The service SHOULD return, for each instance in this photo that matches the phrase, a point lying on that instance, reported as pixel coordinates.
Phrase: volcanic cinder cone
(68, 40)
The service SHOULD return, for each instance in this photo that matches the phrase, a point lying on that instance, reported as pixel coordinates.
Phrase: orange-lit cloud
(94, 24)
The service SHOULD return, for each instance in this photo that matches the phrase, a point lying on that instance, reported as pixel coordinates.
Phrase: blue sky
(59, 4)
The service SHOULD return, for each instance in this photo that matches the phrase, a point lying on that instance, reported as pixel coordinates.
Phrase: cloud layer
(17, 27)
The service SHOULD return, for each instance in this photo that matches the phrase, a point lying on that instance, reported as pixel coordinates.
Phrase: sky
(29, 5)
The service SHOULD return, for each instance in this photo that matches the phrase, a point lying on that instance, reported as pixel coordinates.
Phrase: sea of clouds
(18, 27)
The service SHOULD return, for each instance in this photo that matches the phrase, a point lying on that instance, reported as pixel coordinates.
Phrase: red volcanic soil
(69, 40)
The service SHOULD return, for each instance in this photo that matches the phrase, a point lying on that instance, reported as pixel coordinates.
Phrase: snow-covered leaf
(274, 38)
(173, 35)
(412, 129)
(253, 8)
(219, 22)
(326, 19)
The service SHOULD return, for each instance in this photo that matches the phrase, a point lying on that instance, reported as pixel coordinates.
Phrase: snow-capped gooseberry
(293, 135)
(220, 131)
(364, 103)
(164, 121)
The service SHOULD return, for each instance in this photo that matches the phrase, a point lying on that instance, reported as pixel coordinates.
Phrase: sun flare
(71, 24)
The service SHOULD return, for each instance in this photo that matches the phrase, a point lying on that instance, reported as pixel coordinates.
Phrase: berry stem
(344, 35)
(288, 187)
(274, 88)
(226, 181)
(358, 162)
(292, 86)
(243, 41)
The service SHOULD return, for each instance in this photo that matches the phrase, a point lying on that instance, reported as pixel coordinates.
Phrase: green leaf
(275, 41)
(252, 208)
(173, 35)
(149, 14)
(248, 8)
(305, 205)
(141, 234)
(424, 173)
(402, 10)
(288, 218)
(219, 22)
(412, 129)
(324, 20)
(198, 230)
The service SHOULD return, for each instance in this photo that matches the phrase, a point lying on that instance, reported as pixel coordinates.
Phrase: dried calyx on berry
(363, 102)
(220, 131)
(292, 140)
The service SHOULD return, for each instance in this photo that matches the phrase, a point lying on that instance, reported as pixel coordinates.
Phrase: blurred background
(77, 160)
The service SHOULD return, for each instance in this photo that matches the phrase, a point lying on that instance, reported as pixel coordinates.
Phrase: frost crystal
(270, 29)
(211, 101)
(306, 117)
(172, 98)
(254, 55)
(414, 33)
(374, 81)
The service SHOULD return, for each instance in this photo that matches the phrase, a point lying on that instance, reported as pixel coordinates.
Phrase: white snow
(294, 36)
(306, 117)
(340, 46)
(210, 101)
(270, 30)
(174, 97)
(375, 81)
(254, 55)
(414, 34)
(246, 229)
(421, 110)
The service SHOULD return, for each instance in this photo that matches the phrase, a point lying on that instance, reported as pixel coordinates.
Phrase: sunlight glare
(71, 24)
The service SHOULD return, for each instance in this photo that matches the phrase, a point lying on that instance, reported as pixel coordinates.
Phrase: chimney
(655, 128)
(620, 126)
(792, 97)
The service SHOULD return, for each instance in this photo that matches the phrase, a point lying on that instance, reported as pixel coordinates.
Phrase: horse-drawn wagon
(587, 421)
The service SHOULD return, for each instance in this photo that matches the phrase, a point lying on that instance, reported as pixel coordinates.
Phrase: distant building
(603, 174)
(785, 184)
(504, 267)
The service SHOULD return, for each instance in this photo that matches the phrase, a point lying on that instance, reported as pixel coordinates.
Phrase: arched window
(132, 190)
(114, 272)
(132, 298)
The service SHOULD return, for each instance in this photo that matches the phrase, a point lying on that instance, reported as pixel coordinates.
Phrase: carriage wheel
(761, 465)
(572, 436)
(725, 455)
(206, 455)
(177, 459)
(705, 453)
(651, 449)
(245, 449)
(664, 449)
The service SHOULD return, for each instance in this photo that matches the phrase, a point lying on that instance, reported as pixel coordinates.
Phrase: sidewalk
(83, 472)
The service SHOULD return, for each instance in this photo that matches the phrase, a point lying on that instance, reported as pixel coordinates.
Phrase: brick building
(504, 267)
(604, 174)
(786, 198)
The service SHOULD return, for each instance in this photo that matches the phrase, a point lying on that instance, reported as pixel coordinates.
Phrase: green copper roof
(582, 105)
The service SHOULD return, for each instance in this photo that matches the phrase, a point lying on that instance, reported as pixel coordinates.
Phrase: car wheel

•••

CHALLENGE: Restate every record exactly, leaving nothing out.

RESPONSE BELOW:
The service SHOULD return, for each instance in this photo that matches the phrase, a point lying on that instance, reported as pixel coordinates.
Phrase: volcanic cinder cone
(68, 40)
The service SHOULD return, for each instance in this photo that matches the phrase, a point lying on that instance, reported as pixel coordinates.
Phrase: orange-lit cloud
(94, 24)
The service SHOULD return, for each instance in this photo that matches the phrase, a point lying on that instance, reported as pixel coordinates.
Phrase: blue sky
(59, 4)
The service SHOULD return, for each instance in this photo that matches the phrase, a point lying on that instance, reported as pixel coordinates.
Phrase: cloud layer
(17, 27)
The service SHOULD return, for each instance in this photo that matches the phrase, a point lying on that instance, reported as pixel coordinates.
Phrase: sky
(29, 5)
The service SHOULD return, for each instance in this photo that matches the phrase, a point lying on that instance, reported as pixel coordinates.
Phrase: sea of clouds
(18, 27)
The service SHOULD return, for each instance in this photo that matches the phrase, a point lying on that instance, reported as pixel coordinates.
Phrase: red volcanic soil
(69, 40)
The service SHOULD return, for each instance in this photo that matches the phrase, a point lying on that instance, reported as pixel coordinates.
Phrase: snow-covered leaf
(274, 38)
(173, 35)
(412, 129)
(253, 8)
(219, 22)
(326, 19)
The service SHOULD return, for each instance in this photo that matches the phrase, a point lying on that instance, reported as pixel coordinates.
Phrase: snow-capped gooseberry
(293, 135)
(220, 131)
(364, 103)
(164, 121)
The service SHOULD return, for each instance in this photo that matches the phrase, a point lying on that instance, reported as pixel coordinates.
Phrase: sun flare
(71, 24)
The service SHOULD return, for each instance in this photo that matches the phrase, a point lying on that instance, reported as pixel coordinates.
Phrase: berry stem
(344, 35)
(288, 187)
(274, 88)
(226, 181)
(358, 162)
(292, 86)
(243, 41)
The service SHOULD return, for each instance in this photo that matches the phrase, a point lying on that instance, reported as pixel coordinates.
Phrase: green leaf
(275, 41)
(252, 208)
(173, 35)
(149, 14)
(248, 8)
(305, 205)
(141, 234)
(424, 173)
(402, 10)
(288, 218)
(219, 22)
(412, 129)
(324, 20)
(198, 230)
The service SHOULD return, for each instance in this photo that matches the phrase, a point lying on that instance, reported as pixel coordinates.
Phrase: dried calyx on berry
(363, 102)
(220, 131)
(292, 140)
The service SHOULD return, for each instance in this photo that matches the phrase, a point lying on that instance, reported as pixel coordinates.
Phrase: blurred background
(77, 160)
The service SHOULD return, for each instance in this photo that matches the phrase, a point lying on that instance, reported as pixel coordinates.
Phrase: frost crystal
(270, 29)
(211, 101)
(306, 117)
(172, 98)
(254, 55)
(414, 33)
(374, 81)
The service SHOULD return, for each instance in this photo that matches the phrase, a point lying on that instance, reported as pixel coordinates.
Phrase: white snow
(294, 36)
(306, 117)
(340, 46)
(210, 101)
(270, 30)
(174, 97)
(375, 81)
(254, 55)
(414, 34)
(246, 229)
(421, 110)
The service SHOULD return, for each instance in this photo that matches the phrase, a point lying on that instance, reported as pixel coordinates.
Phrase: sunlight glare
(71, 24)
The service SHOULD return, for each instance in this photo that matches the phrase, a point lying on that instance, reported as pixel coordinates.
Phrase: chimney
(655, 128)
(620, 126)
(792, 97)
The service SHOULD return, for each instance in this photo that matches the phrase, a point lying on that instance, reported as pixel coordinates.
Phrase: horse-drawn wagon
(587, 421)
The service SHOULD return, for each instance in this photo that matches the phrase, a point lying on that instance, reported as pixel coordinates.
Phrase: distant building
(603, 174)
(785, 184)
(504, 267)
The service SHOULD return, for each instance in this photo that matches the phrase, a point lying on that instance, reported as pixel coordinates.
Phrase: arched window
(132, 190)
(114, 272)
(132, 298)
The service SHOULD return, for each instance in this photo that matches the phrase, a point lying on that instance, reported as pixel coordinates.
Phrase: carriage wheel
(761, 465)
(572, 436)
(725, 455)
(206, 455)
(177, 459)
(705, 453)
(651, 449)
(245, 449)
(664, 449)
The service SHOULD return, for each instance in this photo that matches the phrase, a point lying on that instance, reported as pixel coordinates.
Phrase: sidewalk
(83, 472)
The service SHOULD return, for each instance in this photo that matches the phrase, a point lying on that instance, reported as pixel coordinates.
Phrase: brick building
(504, 267)
(604, 174)
(786, 198)
The service SHOULD return, for each instance in this photo that matches the phrase, a point lying on that instance, reported as pixel coordinates.
Phrase: green copper roof
(582, 105)
The service SHOULD return, for each instance in this photo that matches the phrase, a point lying on that instance, reported as pixel coordinates.
Phrase: car wheel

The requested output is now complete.